(Object detection data)
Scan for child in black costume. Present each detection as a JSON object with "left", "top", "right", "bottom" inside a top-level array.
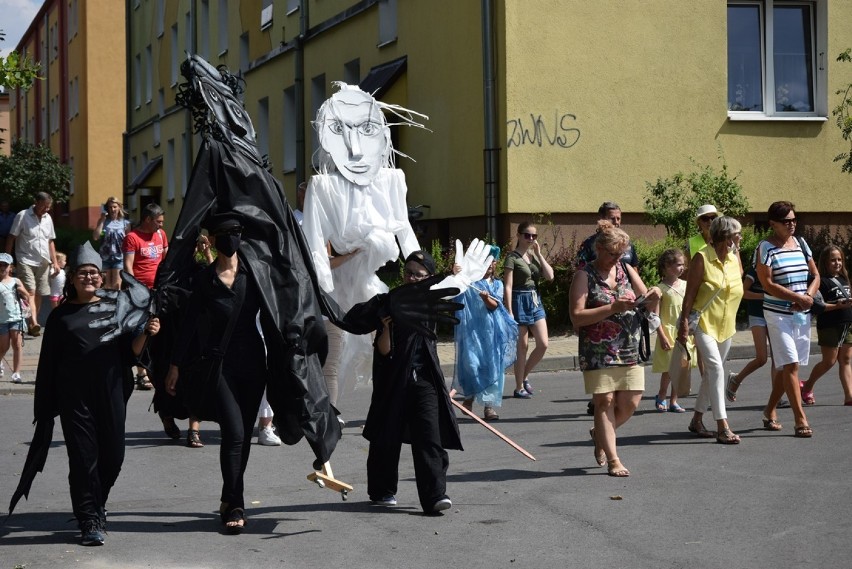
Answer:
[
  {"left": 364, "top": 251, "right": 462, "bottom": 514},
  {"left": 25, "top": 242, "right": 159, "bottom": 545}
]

--

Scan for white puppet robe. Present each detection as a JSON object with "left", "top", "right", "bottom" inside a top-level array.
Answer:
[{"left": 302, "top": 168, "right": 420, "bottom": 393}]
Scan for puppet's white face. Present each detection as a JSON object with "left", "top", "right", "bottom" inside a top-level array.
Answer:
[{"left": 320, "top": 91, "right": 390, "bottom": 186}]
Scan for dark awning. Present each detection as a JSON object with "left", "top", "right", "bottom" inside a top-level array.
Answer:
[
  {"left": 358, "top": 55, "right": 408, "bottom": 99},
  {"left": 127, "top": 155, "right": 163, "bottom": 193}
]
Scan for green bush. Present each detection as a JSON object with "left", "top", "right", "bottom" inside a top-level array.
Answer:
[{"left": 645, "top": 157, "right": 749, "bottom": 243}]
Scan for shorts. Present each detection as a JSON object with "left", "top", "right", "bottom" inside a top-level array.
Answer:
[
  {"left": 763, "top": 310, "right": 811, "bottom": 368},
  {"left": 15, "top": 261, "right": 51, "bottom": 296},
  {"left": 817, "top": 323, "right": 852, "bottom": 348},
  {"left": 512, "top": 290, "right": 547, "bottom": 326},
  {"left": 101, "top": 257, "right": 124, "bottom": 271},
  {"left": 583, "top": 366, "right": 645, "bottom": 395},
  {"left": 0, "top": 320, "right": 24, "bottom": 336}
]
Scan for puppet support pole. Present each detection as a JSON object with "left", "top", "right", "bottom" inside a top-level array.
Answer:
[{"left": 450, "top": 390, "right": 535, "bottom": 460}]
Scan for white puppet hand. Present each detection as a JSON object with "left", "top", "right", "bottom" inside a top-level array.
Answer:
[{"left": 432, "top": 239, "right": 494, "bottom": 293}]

STATED EXERCISE:
Please find every line in the data above that contains the word "white", and copy each one. Uppercase and lowercase count as different.

WRITTEN RESPONSE:
Scan for white puppet robe. Present each detection as a JSON object with "left", "top", "right", "bottom" inside a top-level array.
Scan for puppet's white face. Present each detection as a JSON object with "left", "top", "right", "bottom" inside a top-level array.
Scan for white puppet hand. Present each detection as a JSON object with "left", "top", "right", "bottom" inside a top-level array.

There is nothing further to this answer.